[Problems to solve]
- 1) Using the Bayesian ANOVA explanation, state in one to three sentences why the 'bayesanova' approach is used instead of traditional ANOVA and earlier Bayesian ANOVAs.
- 2) Please transcribe the part of the Bayesian ANOVA explanation that opens with the words containing "Acknowledgement: Thanks to" and closes with "Bayesian ANOVA ?".

[Quoted text]
BEGIN

Bayesian ANOVA Explanation

Acknowledgement: Thanks to Riko Kelter for explaining the BayesFactor and BayesANOVA package so clearly alongwith the R Codes. I have tried to add more explanation to help beginners. Here’s the citation:

Kelter, R. (2022). bayesanova: An R package for Bayesian Inference in the Analysis of Variance via Markov Chain Monte Carlo in Gaussian Mixture Models. R Journal, 14(1).

Here’s the link to the paper: https://journal.r-project.org/articles/RJ-2022-009/RJ-2022-009.pdf

Why do we use Bayesian ANOVA ?

As per Riko Kelter, “Traditional ANOVA based on null hypothesis significance testing (NHST) is prone to overestimating effects and stating effects if none are present.Bayesian ANOVAs developed so far are based on Bayes factors (BF), which also enforce a hypothesis testing stance.Instead, the Bayesian ANOVA implemented in ‘bayesanova’ focusses on effect size estimation and is based on a Gaussian mixture with known allocations, for which full posterior inference for the component parameters is implemented via Markov-Chain-Monte-Carlo (MCMC).”

What is a Gaussian Mixture with known allocations?

Gaussian Mixture Models: These are probabilistic models that assume all the data points are generated from a mixture of several Gaussian distributions with unlnown parameters. GMMs are used for clustering in unsupervised machine learning, where data points are grouped based on the likelihood of belonging to a certain distribution. Known allocations, in the context of Gaussian Mixture Models, means the group or cluster to which each data point belongs is known apriori (typically, in GMMS, the allocations are unknown apriori).

Inference for the difference in means, standard deviations and effect sizes between each of the groups is obtained automatically. Estimation of the parameters instead of hypothesis testing is embraced via the region of practical equivalence (ROPE), and helper functions provide checks of the model assumptions and visualization of the results.

END

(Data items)
BEGIN

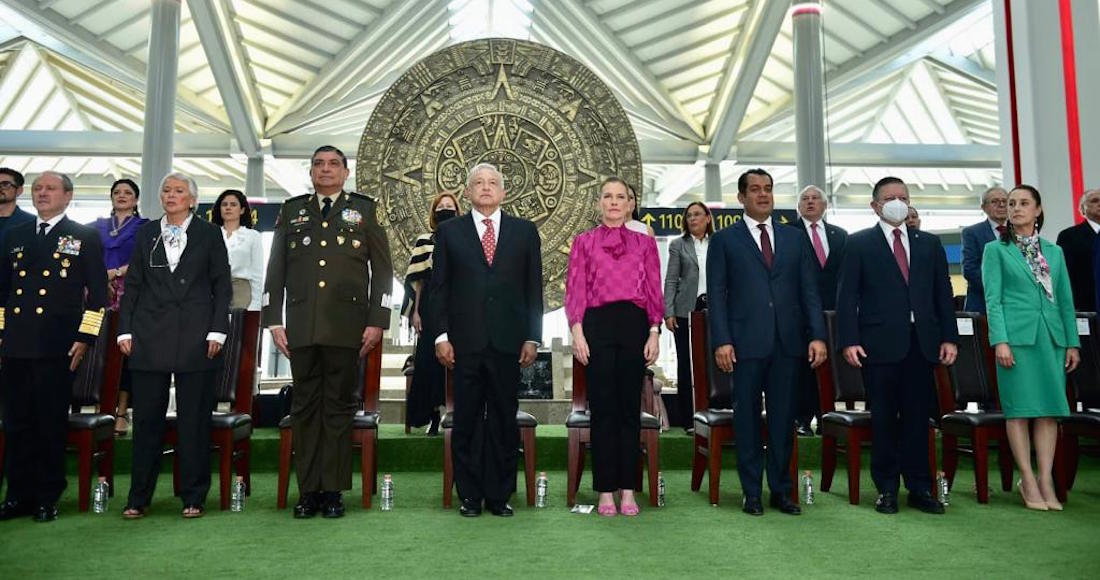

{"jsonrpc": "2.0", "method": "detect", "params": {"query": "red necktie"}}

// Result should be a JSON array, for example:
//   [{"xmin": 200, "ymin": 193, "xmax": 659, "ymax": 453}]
[
  {"xmin": 482, "ymin": 218, "xmax": 496, "ymax": 265},
  {"xmin": 810, "ymin": 223, "xmax": 826, "ymax": 267},
  {"xmin": 894, "ymin": 228, "xmax": 909, "ymax": 284},
  {"xmin": 757, "ymin": 223, "xmax": 772, "ymax": 270}
]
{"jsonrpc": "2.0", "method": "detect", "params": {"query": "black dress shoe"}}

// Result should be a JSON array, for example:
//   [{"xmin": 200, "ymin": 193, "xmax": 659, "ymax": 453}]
[
  {"xmin": 459, "ymin": 500, "xmax": 481, "ymax": 517},
  {"xmin": 486, "ymin": 502, "xmax": 516, "ymax": 517},
  {"xmin": 906, "ymin": 491, "xmax": 944, "ymax": 514},
  {"xmin": 34, "ymin": 503, "xmax": 57, "ymax": 524},
  {"xmin": 875, "ymin": 492, "xmax": 898, "ymax": 514},
  {"xmin": 321, "ymin": 491, "xmax": 347, "ymax": 518},
  {"xmin": 768, "ymin": 493, "xmax": 802, "ymax": 515},
  {"xmin": 294, "ymin": 492, "xmax": 318, "ymax": 519},
  {"xmin": 0, "ymin": 500, "xmax": 34, "ymax": 522}
]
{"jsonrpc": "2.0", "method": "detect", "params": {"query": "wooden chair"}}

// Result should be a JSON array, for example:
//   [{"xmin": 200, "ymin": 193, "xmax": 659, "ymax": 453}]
[
  {"xmin": 936, "ymin": 313, "xmax": 1012, "ymax": 503},
  {"xmin": 439, "ymin": 370, "xmax": 539, "ymax": 510},
  {"xmin": 565, "ymin": 359, "xmax": 661, "ymax": 507},
  {"xmin": 67, "ymin": 311, "xmax": 122, "ymax": 512},
  {"xmin": 276, "ymin": 343, "xmax": 382, "ymax": 510},
  {"xmin": 1054, "ymin": 313, "xmax": 1100, "ymax": 502},
  {"xmin": 691, "ymin": 310, "xmax": 799, "ymax": 505},
  {"xmin": 817, "ymin": 310, "xmax": 936, "ymax": 505},
  {"xmin": 164, "ymin": 308, "xmax": 260, "ymax": 511}
]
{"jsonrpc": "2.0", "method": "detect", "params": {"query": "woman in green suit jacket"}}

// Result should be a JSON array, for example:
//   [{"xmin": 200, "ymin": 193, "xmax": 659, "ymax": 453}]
[{"xmin": 981, "ymin": 185, "xmax": 1080, "ymax": 511}]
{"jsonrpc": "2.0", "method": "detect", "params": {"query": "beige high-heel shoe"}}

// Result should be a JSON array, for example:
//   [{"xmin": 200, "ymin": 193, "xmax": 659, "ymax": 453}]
[{"xmin": 1016, "ymin": 480, "xmax": 1049, "ymax": 512}]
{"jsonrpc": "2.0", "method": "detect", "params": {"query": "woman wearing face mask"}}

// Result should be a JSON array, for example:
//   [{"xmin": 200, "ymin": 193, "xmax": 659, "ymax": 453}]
[
  {"xmin": 92, "ymin": 178, "xmax": 149, "ymax": 436},
  {"xmin": 981, "ymin": 185, "xmax": 1080, "ymax": 511},
  {"xmin": 402, "ymin": 191, "xmax": 460, "ymax": 435}
]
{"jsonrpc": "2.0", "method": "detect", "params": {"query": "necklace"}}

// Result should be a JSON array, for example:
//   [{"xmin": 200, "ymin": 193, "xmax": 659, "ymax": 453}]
[{"xmin": 108, "ymin": 214, "xmax": 134, "ymax": 238}]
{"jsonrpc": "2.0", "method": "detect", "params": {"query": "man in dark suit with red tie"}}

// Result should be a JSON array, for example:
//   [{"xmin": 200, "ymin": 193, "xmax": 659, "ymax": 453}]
[
  {"xmin": 836, "ymin": 177, "xmax": 958, "ymax": 514},
  {"xmin": 428, "ymin": 163, "xmax": 542, "ymax": 517},
  {"xmin": 706, "ymin": 169, "xmax": 826, "ymax": 515}
]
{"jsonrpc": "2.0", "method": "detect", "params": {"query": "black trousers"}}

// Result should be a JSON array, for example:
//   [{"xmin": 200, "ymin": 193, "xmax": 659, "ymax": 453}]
[
  {"xmin": 128, "ymin": 370, "xmax": 216, "ymax": 507},
  {"xmin": 290, "ymin": 346, "xmax": 362, "ymax": 493},
  {"xmin": 451, "ymin": 348, "xmax": 519, "ymax": 504},
  {"xmin": 0, "ymin": 357, "xmax": 74, "ymax": 505},
  {"xmin": 862, "ymin": 327, "xmax": 933, "ymax": 493},
  {"xmin": 733, "ymin": 354, "xmax": 801, "ymax": 497},
  {"xmin": 582, "ymin": 302, "xmax": 642, "ymax": 493}
]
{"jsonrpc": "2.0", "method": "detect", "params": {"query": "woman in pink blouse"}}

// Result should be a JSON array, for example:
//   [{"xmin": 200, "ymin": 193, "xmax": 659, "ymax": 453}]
[{"xmin": 565, "ymin": 177, "xmax": 663, "ymax": 516}]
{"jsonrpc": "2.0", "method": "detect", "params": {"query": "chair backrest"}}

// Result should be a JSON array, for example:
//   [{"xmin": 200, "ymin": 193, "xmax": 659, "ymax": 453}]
[
  {"xmin": 72, "ymin": 310, "xmax": 122, "ymax": 415},
  {"xmin": 1067, "ymin": 313, "xmax": 1100, "ymax": 408},
  {"xmin": 818, "ymin": 310, "xmax": 867, "ymax": 405},
  {"xmin": 690, "ymin": 309, "xmax": 734, "ymax": 409},
  {"xmin": 947, "ymin": 313, "xmax": 999, "ymax": 411}
]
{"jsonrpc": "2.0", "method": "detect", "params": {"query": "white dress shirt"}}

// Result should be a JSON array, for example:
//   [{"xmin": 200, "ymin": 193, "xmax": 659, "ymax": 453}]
[
  {"xmin": 116, "ymin": 214, "xmax": 226, "ymax": 344},
  {"xmin": 741, "ymin": 214, "xmax": 776, "ymax": 258},
  {"xmin": 221, "ymin": 227, "xmax": 264, "ymax": 310},
  {"xmin": 802, "ymin": 218, "xmax": 827, "ymax": 258}
]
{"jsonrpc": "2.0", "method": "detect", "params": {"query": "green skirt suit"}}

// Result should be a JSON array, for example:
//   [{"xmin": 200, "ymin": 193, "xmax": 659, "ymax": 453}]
[{"xmin": 981, "ymin": 239, "xmax": 1080, "ymax": 419}]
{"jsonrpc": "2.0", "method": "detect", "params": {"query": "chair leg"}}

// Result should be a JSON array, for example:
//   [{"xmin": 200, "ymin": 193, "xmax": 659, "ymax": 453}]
[
  {"xmin": 519, "ymin": 427, "xmax": 535, "ymax": 507},
  {"xmin": 276, "ymin": 429, "xmax": 294, "ymax": 510},
  {"xmin": 971, "ymin": 428, "xmax": 989, "ymax": 503},
  {"xmin": 997, "ymin": 437, "xmax": 1012, "ymax": 491},
  {"xmin": 77, "ymin": 431, "xmax": 96, "ymax": 512},
  {"xmin": 646, "ymin": 429, "xmax": 661, "ymax": 507},
  {"xmin": 941, "ymin": 433, "xmax": 959, "ymax": 488},
  {"xmin": 443, "ymin": 429, "xmax": 454, "ymax": 510},
  {"xmin": 691, "ymin": 430, "xmax": 706, "ymax": 491},
  {"xmin": 821, "ymin": 435, "xmax": 836, "ymax": 492},
  {"xmin": 848, "ymin": 433, "xmax": 864, "ymax": 505},
  {"xmin": 211, "ymin": 429, "xmax": 233, "ymax": 512},
  {"xmin": 359, "ymin": 429, "xmax": 378, "ymax": 510}
]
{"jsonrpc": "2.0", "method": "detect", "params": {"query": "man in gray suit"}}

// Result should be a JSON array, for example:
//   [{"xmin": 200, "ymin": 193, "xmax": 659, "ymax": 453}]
[{"xmin": 963, "ymin": 186, "xmax": 1009, "ymax": 314}]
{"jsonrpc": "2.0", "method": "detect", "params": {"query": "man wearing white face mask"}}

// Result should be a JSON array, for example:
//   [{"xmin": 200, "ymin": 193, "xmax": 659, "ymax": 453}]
[{"xmin": 836, "ymin": 177, "xmax": 958, "ymax": 514}]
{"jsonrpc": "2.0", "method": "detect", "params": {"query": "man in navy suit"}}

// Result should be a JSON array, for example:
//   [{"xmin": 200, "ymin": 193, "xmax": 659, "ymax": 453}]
[
  {"xmin": 794, "ymin": 185, "xmax": 848, "ymax": 437},
  {"xmin": 836, "ymin": 177, "xmax": 958, "ymax": 514},
  {"xmin": 963, "ymin": 186, "xmax": 1009, "ymax": 314},
  {"xmin": 706, "ymin": 169, "xmax": 826, "ymax": 515}
]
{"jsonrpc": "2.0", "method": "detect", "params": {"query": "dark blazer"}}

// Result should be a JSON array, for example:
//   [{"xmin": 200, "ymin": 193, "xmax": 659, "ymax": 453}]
[
  {"xmin": 836, "ymin": 223, "xmax": 958, "ymax": 364},
  {"xmin": 963, "ymin": 219, "xmax": 997, "ymax": 314},
  {"xmin": 0, "ymin": 217, "xmax": 107, "ymax": 359},
  {"xmin": 428, "ymin": 212, "xmax": 542, "ymax": 354},
  {"xmin": 798, "ymin": 218, "xmax": 848, "ymax": 310},
  {"xmin": 1058, "ymin": 220, "xmax": 1097, "ymax": 313},
  {"xmin": 119, "ymin": 217, "xmax": 232, "ymax": 372},
  {"xmin": 706, "ymin": 219, "xmax": 825, "ymax": 359}
]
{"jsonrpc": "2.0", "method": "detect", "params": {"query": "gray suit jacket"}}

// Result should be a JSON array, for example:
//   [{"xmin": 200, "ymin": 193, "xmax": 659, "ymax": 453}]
[{"xmin": 664, "ymin": 237, "xmax": 699, "ymax": 318}]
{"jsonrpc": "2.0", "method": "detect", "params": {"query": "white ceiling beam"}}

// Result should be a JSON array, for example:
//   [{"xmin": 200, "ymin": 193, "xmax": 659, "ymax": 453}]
[
  {"xmin": 745, "ymin": 0, "xmax": 992, "ymax": 136},
  {"xmin": 267, "ymin": 0, "xmax": 449, "ymax": 134},
  {"xmin": 187, "ymin": 0, "xmax": 263, "ymax": 157},
  {"xmin": 706, "ymin": 0, "xmax": 791, "ymax": 163},
  {"xmin": 0, "ymin": 0, "xmax": 229, "ymax": 131},
  {"xmin": 532, "ymin": 0, "xmax": 704, "ymax": 141}
]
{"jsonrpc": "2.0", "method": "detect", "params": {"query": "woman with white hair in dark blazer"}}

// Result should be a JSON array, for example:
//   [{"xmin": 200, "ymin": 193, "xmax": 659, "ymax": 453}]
[{"xmin": 118, "ymin": 173, "xmax": 232, "ymax": 518}]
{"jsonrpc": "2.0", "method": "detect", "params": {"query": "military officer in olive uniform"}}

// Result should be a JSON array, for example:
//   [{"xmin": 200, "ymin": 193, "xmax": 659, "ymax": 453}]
[
  {"xmin": 263, "ymin": 145, "xmax": 393, "ymax": 517},
  {"xmin": 0, "ymin": 172, "xmax": 107, "ymax": 522}
]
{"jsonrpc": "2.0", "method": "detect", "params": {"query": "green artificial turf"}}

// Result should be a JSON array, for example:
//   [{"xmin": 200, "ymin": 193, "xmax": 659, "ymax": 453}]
[{"xmin": 0, "ymin": 460, "xmax": 1100, "ymax": 579}]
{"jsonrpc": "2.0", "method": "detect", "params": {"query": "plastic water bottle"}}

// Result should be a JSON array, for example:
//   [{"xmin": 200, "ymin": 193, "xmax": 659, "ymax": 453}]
[
  {"xmin": 936, "ymin": 471, "xmax": 952, "ymax": 506},
  {"xmin": 657, "ymin": 471, "xmax": 664, "ymax": 507},
  {"xmin": 91, "ymin": 478, "xmax": 111, "ymax": 514},
  {"xmin": 229, "ymin": 475, "xmax": 245, "ymax": 512},
  {"xmin": 535, "ymin": 471, "xmax": 550, "ymax": 507},
  {"xmin": 382, "ymin": 473, "xmax": 394, "ymax": 512}
]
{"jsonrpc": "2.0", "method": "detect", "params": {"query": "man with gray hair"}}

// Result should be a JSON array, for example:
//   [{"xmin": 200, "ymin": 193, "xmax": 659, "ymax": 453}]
[
  {"xmin": 963, "ymin": 185, "xmax": 1009, "ymax": 314},
  {"xmin": 426, "ymin": 163, "xmax": 542, "ymax": 517},
  {"xmin": 1058, "ymin": 189, "xmax": 1100, "ymax": 313},
  {"xmin": 0, "ymin": 172, "xmax": 107, "ymax": 522}
]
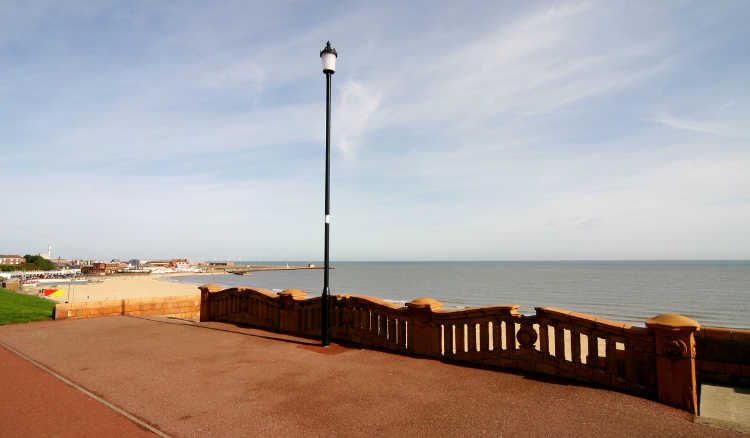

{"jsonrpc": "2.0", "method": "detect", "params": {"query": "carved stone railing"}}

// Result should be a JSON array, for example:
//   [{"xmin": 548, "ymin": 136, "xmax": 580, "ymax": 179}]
[
  {"xmin": 695, "ymin": 327, "xmax": 750, "ymax": 388},
  {"xmin": 200, "ymin": 285, "xmax": 712, "ymax": 413}
]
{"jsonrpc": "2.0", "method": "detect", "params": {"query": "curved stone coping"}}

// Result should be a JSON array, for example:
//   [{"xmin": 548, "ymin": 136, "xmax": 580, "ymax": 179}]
[{"xmin": 695, "ymin": 327, "xmax": 750, "ymax": 342}]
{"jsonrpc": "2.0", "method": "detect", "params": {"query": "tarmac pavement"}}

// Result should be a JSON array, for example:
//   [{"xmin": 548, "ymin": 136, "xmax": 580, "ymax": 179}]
[{"xmin": 0, "ymin": 316, "xmax": 747, "ymax": 437}]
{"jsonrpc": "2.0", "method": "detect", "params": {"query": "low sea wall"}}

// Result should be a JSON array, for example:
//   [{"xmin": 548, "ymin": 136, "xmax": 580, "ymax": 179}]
[
  {"xmin": 55, "ymin": 295, "xmax": 201, "ymax": 320},
  {"xmin": 200, "ymin": 285, "xmax": 750, "ymax": 414},
  {"xmin": 695, "ymin": 327, "xmax": 750, "ymax": 388}
]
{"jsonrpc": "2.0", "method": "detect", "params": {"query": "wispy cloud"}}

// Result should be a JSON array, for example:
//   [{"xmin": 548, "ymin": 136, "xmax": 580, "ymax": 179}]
[{"xmin": 0, "ymin": 0, "xmax": 750, "ymax": 260}]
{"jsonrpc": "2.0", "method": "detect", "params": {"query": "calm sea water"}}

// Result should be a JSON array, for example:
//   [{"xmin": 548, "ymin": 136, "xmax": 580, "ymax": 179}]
[{"xmin": 166, "ymin": 261, "xmax": 750, "ymax": 330}]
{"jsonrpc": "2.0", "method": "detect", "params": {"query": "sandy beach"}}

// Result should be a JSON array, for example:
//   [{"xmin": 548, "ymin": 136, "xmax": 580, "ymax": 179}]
[{"xmin": 35, "ymin": 273, "xmax": 224, "ymax": 303}]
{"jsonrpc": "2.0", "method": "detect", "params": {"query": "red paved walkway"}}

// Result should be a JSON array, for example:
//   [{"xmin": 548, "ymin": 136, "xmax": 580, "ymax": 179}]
[
  {"xmin": 0, "ymin": 346, "xmax": 157, "ymax": 438},
  {"xmin": 0, "ymin": 317, "xmax": 747, "ymax": 437}
]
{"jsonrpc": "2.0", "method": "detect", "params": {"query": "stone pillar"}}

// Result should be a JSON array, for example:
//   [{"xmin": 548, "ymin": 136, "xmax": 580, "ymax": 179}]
[
  {"xmin": 406, "ymin": 297, "xmax": 443, "ymax": 356},
  {"xmin": 278, "ymin": 289, "xmax": 307, "ymax": 334},
  {"xmin": 646, "ymin": 314, "xmax": 700, "ymax": 415},
  {"xmin": 198, "ymin": 284, "xmax": 223, "ymax": 322}
]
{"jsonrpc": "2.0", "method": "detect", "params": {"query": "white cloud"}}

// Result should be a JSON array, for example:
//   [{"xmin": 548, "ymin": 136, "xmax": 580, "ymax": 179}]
[{"xmin": 334, "ymin": 80, "xmax": 380, "ymax": 154}]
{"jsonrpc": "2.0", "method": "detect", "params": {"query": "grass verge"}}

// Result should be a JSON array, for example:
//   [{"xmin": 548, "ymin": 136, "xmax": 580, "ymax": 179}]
[{"xmin": 0, "ymin": 288, "xmax": 57, "ymax": 325}]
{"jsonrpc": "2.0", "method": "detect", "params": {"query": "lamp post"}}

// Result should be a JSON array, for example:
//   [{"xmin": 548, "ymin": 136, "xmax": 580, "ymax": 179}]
[{"xmin": 320, "ymin": 41, "xmax": 338, "ymax": 347}]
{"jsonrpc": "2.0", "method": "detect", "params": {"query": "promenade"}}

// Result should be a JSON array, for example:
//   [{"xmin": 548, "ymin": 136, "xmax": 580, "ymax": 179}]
[{"xmin": 0, "ymin": 316, "xmax": 747, "ymax": 437}]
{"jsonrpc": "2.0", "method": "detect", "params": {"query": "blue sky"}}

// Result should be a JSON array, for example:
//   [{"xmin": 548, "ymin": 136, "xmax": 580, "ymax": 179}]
[{"xmin": 0, "ymin": 0, "xmax": 750, "ymax": 261}]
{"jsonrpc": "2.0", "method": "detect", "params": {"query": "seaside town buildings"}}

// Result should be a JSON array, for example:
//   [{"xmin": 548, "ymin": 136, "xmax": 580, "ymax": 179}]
[
  {"xmin": 0, "ymin": 246, "xmax": 212, "ymax": 278},
  {"xmin": 0, "ymin": 255, "xmax": 26, "ymax": 265}
]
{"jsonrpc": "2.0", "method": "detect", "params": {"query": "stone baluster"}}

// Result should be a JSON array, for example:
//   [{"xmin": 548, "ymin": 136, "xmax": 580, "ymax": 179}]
[{"xmin": 198, "ymin": 284, "xmax": 222, "ymax": 321}]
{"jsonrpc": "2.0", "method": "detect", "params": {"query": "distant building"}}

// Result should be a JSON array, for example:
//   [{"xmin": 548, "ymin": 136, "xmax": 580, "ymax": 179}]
[
  {"xmin": 169, "ymin": 259, "xmax": 190, "ymax": 271},
  {"xmin": 39, "ymin": 245, "xmax": 52, "ymax": 260},
  {"xmin": 0, "ymin": 255, "xmax": 26, "ymax": 265}
]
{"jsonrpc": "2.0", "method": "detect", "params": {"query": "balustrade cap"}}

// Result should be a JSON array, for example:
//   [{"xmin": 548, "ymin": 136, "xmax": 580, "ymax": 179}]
[
  {"xmin": 646, "ymin": 313, "xmax": 701, "ymax": 331},
  {"xmin": 406, "ymin": 297, "xmax": 443, "ymax": 310},
  {"xmin": 278, "ymin": 289, "xmax": 307, "ymax": 299}
]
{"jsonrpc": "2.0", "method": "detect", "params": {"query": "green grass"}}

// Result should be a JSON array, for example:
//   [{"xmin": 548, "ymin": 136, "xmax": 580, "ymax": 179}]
[{"xmin": 0, "ymin": 288, "xmax": 57, "ymax": 325}]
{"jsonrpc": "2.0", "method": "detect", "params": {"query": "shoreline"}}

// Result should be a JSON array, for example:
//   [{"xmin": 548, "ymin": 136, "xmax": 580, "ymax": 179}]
[{"xmin": 34, "ymin": 272, "xmax": 227, "ymax": 303}]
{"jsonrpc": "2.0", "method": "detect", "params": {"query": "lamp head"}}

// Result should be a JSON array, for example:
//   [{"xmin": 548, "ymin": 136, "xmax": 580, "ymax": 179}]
[{"xmin": 320, "ymin": 41, "xmax": 338, "ymax": 73}]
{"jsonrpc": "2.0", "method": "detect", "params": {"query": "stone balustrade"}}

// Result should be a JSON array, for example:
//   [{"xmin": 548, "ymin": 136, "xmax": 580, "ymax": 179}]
[{"xmin": 200, "ymin": 285, "xmax": 750, "ymax": 414}]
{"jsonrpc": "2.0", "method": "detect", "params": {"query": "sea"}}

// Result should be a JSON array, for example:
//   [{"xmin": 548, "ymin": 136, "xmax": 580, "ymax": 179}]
[{"xmin": 164, "ymin": 260, "xmax": 750, "ymax": 330}]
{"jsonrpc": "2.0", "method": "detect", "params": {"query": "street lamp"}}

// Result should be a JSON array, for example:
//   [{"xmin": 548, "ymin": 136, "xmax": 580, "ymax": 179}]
[{"xmin": 320, "ymin": 41, "xmax": 338, "ymax": 347}]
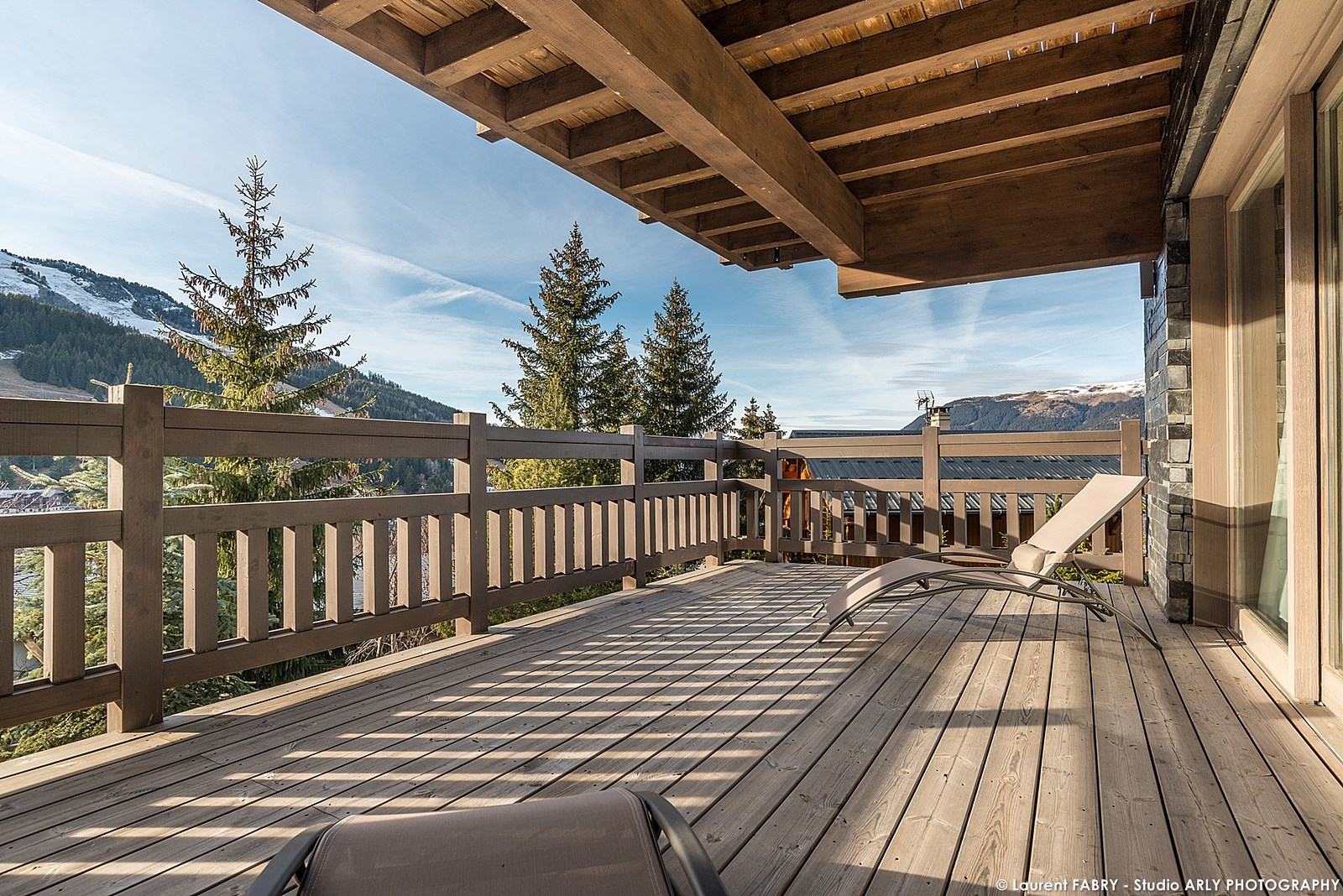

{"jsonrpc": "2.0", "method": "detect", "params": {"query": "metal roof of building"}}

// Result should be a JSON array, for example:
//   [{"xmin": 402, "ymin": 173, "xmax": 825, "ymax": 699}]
[{"xmin": 784, "ymin": 455, "xmax": 1120, "ymax": 513}]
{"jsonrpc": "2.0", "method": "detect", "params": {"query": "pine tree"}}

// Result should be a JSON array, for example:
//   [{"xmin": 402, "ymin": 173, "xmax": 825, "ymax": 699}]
[
  {"xmin": 161, "ymin": 159, "xmax": 385, "ymax": 684},
  {"xmin": 492, "ymin": 222, "xmax": 633, "ymax": 488},
  {"xmin": 730, "ymin": 396, "xmax": 779, "ymax": 479},
  {"xmin": 159, "ymin": 159, "xmax": 384, "ymax": 502},
  {"xmin": 640, "ymin": 280, "xmax": 736, "ymax": 480}
]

END

[Outputs by task]
- 1) Traditional ANOVA based on null hypothesis significance testing tends to overestimate effects and to report effects when none are present. Earlier Bayesian ANOVAs rely on Bayes factors, which also enforce a hypothesis-testing stance. The 'bayesanova' approach instead focuses on estimating effect sizes.

- 2)
Acknowledgement: Thanks to Riko Kelter for explaining the BayesFactor and BayesANOVA package so clearly alongwith the R Codes. I have tried to add more explanation to help beginners. Here’s the citation:

Kelter, R. (2022). bayesanova: An R package for Bayesian Inference in the Analysis of Variance via Markov Chain Monte Carlo in Gaussian Mixture Models. R Journal, 14(1).

Here’s the link to the paper: https://journal.r-project.org/articles/RJ-2022-009/RJ-2022-009.pdf

Why do we use Bayesian ANOVA ?